**Work required**
Transcribe the records below exactly as they appear.

**The data**
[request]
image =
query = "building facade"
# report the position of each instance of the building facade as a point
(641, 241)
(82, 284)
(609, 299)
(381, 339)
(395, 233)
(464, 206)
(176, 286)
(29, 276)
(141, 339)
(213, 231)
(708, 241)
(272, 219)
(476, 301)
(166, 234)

**Response below**
[request]
image =
query = "building facade"
# report the position of each instance of the building facade as a point
(641, 241)
(82, 284)
(609, 299)
(381, 339)
(395, 233)
(464, 206)
(176, 286)
(29, 276)
(141, 339)
(213, 231)
(708, 241)
(272, 219)
(476, 301)
(166, 234)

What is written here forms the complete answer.